> [DATA FOR REVIEW]:
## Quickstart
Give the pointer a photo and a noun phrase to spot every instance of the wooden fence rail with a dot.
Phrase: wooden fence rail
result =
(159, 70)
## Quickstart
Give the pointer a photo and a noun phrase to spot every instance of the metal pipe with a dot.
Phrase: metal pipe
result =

> [WHAT THE EXERCISE ASKS]: Look over the listing and return each line that holds "pipe".

> [TASK RESULT]:
Give the pointer a photo and a noun phrase to spot every instance of the metal pipe with a dot.
Phrase: metal pipe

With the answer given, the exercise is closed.